*** SELECTED EXTRACT ***

The execution-space bitfield at entity+182 (documented in Execution Spaces) is set during attribute application. Without --default-device, an unannotated function has byte 0x00 at entity+182 -- the 0x30 mask extracts 0x00, which is treated as implicit __host__. With --default-device active, the frontend treats unannotated functions as if __device__ had been applied, setting byte+182 to 0x23 (the standard __device__ OR mask: device_capable | device_explicit | device_annotation).

This means the downstream subsystems -- keep-in-IL marking, cross-space validation, device-only filtering -- all see a properly-annotated __device__ entity and process it identically to an explicitly annotated one. The flag does not add a "JIT mode" code path through every subsystem; it simply changes the default annotation, and the existing execution-space machinery handles the rest.

How to Pass the Flag

In normal nvcc workflows, --default-device is passed through -Xcudafe:

nvcc -Xcudafe --default-device source.cu

In NVRTC workflows, the flag is passed via the nvrtcCompileProgram options array:

const char *opts[] = {"--default-device"};
nvrtcCompileProgram(prog, 1, opts);

JIT Mode Diagnostics

Five error messages enforce JIT mode restrictions. All five are emitted during semantic analysis when the frontend encounters an entity that cannot exist in a device-only compilation. The messages are self-documenting: four of the five include an explicit suggestion to use --default-device.

Diagnostic 1: Explicit host Function

Tag: no_host_in_jit

Message:

A function explicitly marked as a __host__ function is not allowed in JIT mode

Trigger: The function declaration carries an explicit __host__ annotation (entity+182 has bit 4 set via the 0x15 OR mask from apply_nv_host_attr at sub_4108E0). This is unconditionally illegal in JIT mode -- there is no device-side representation of a host-only function, and JIT mode produces no host output.

No --default-device suggestion: This is the only JIT diagnostic that does not suggest --default-device. The flag only affects unannotated entities. An explicit __host__ annotation overrides the default. The fix must be a source code change: remove __host__, change it to __device__, or change it to __host__ __device__.

Example:

// JIT mode: error no_host_in_jit
__host__ void setup() { /* ... */ }

// Fix options:
__device__ void setup() { /* ... */ }
__host__ __device__ void setup() { /* ... */ }  // if needed in both contexts

Diagnostic 2: Unannotated Function

Tag: unannotated_function_in_jit

Message:

A function without execution space annotations (__host__/__device__/__global__)
is considered a host function, and host functions are not allowed in JIT mode.
Consider using -default-device flag to process unannotated functions as __device__
functions in JIT mode

Trigger: A function entity has (entity+182 & 0x30) == 0x00 -- no explicit execution-space annotation. By default this means implicit __host__, which is illegal in JIT mode.

*** End of SELECTED EXTRACT ***

REQUIREMENT A: Copy the passage on JIT mode again, starting with "Tag: no_host_in_jit" and going on through "no host output.", and swap "illegal" for "forbidden".
REQUIREMENT B:
Answer these questions from the passage on JIT mode:
(i) What byte value does --default-device set at entity+182 for an unannotated function?
(ii) How many error messages enforce JIT mode restrictions?
(iii) What is the tag of Diagnostic 2?
REQUIREMENT C: Extend the passage on JIT mode from where it stops.

*** DATA SECTION ***

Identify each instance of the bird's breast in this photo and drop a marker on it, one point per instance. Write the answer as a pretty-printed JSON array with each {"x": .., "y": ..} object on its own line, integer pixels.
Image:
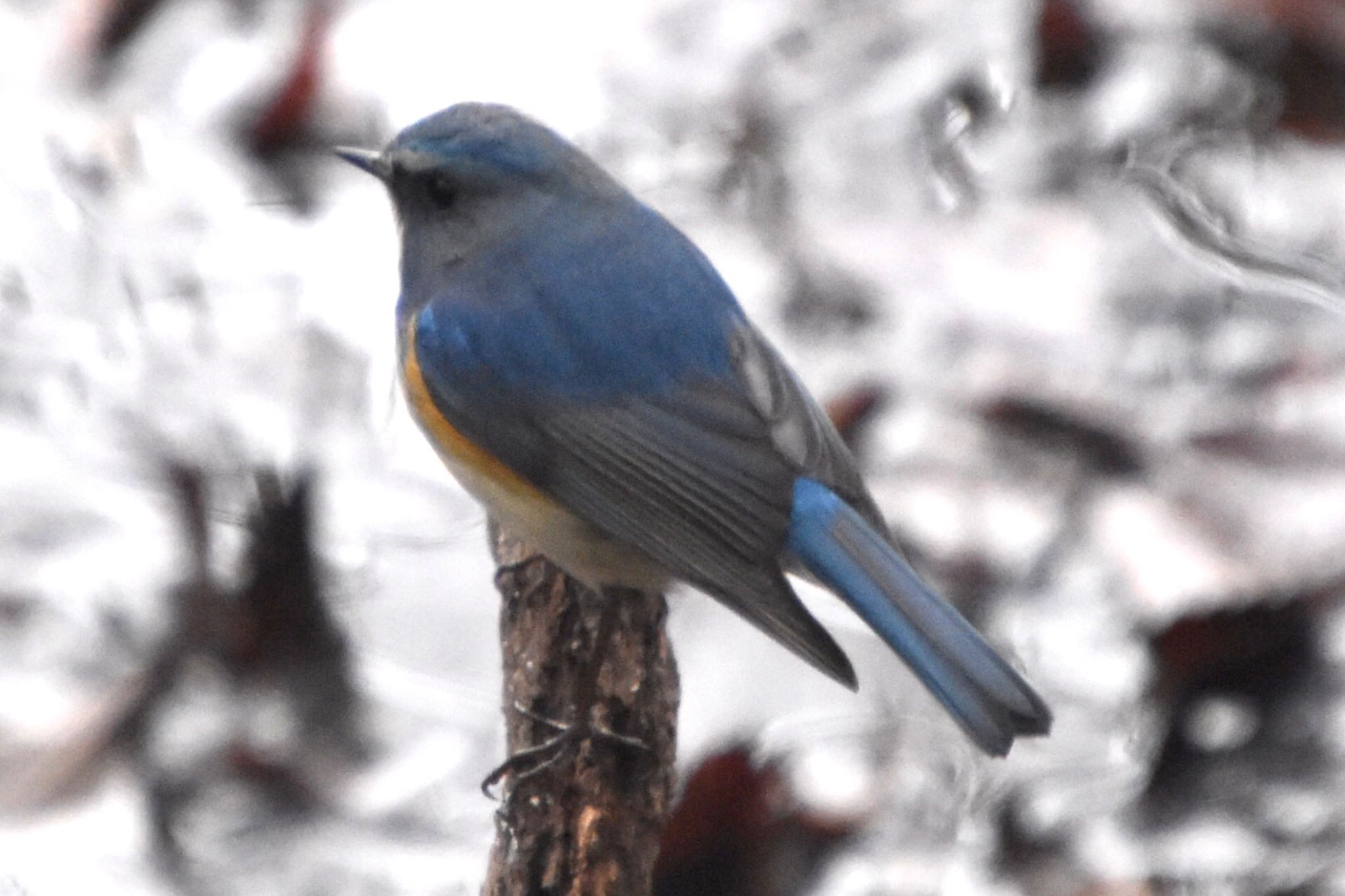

*** End of DATA SECTION ***

FINAL ANSWER A:
Tag: no_host_in_jit

Message:

A function explicitly marked as a __host__ function is not allowed in JIT mode

Trigger: The function declaration carries an explicit __host__ annotation (entity+182 has bit 4 set via the 0x15 OR mask from apply_nv_host_attr at sub_4108E0). This is unconditionally forbidden in JIT mode -- there is no device-side representation of a host-only function, and JIT mode produces no host output.

FINAL ANSWER B:
(i) 0x23
(ii) Five
(iii) unannotated_function_in_jit

FINAL ANSWER C:
Fix: Either add __device__ to the function declaration, or compile with --default-device.

Example:

// JIT mode without --default-device: error unannotated_function_in_jit
int compute(int x) { return x * x; }

// Fix 1: explicit annotation
__device__ int compute(int x) { return x * x; }

// Fix 2: compile with --default-device (function becomes implicitly __device__)

Diagnostic 3: Unannotated Namespace-Scope Variable

Tag: unannotated_variable_in_jit

Message:

A namespace scope variable without memory space annotations
(__device__/__constant__/__shared__/__managed__) is considered a host variable,
and host variables are not allowed in JIT mode. Consider using -default-device flag
to process unannotated namespace scope variables as __device__ variables in JIT mode

Trigger: A variable declared at namespace scope (including global scope and anonymous namespaces) lacks a CUDA memory-space annotation. In normal compilation, such variables live in host memory. In JIT mode, host memory is inaccessible.

The check applies to the memory-space bitfield at entity+148, not the execution-space bitfield at entity+182. Without any annotation, none of the memory-space bits (__device__ bit 0, __shared__ bit 1, __constant__ bit 2, __managed__ bit 3) are set.

Scope note: This check targets namespace-scope variables only. Local variables inside __device__ or __global__ functions are not subject to this check -- they live on the device stack or in registers.

Fix: Add a memory-space annotation, or compile with --default-device.

Example:

// JIT mode without --default-device: error unannotated_variable_in_jit
int table[256] = { /* ... */ };

// Fix 1: mutable device memory
__device__ int table[256] = { /* ... */ };

// Fix 2: read-only data
__constant__ int table[256] = { /* ... */ };

Diagnostic 4: Non-Const Class Static Data Member

Tag: unannotated_static_data_member_in_jit

Message:

A class static data member with non-const type is considered a host variable,
and host variables are not allowed in JIT mode. Consider using -default-device flag
to process such data members as __device__ variables in JIT mode

Trigger: A class or struct has a static data member whose type is not const-qualified. Static data members are allocated at namespace scope (not per-instance), so they are subject to the same host-variable prohibition as namespace-scope variables.

Why non-const only: const and constexpr static members with compile-time-constant initializers can be folded into device code by cicc without requiring an actual global variable in host memory. Non-const static members require mutable storage that must be explicitly placed in device memory.

Example:

struct Config {
    // JIT mode without --default-device: error unannotated_static_data_member_in_jit
    static int max_iterations;

    // OK: const with constant initializer (compile-time folding)
    static const int default_value = 42;

    // OK: constexpr (compile-time constant)
    static constexpr float pi = 3.14159f;
};

// Fix: explicit annotation
struct Config {
    __device__ static int max_iterations;
};

Diagnostic 5: Lambda Closure Class with Inferred host Space

Tag: host_closure_class_in_jit

Message:

The execution space for the lambda closure class members was inferred to be __host__
(based on context). This is not allowed in JIT mode. Consider using -default-device
to infer __device__ execution space for namespace scope lambda closure classes.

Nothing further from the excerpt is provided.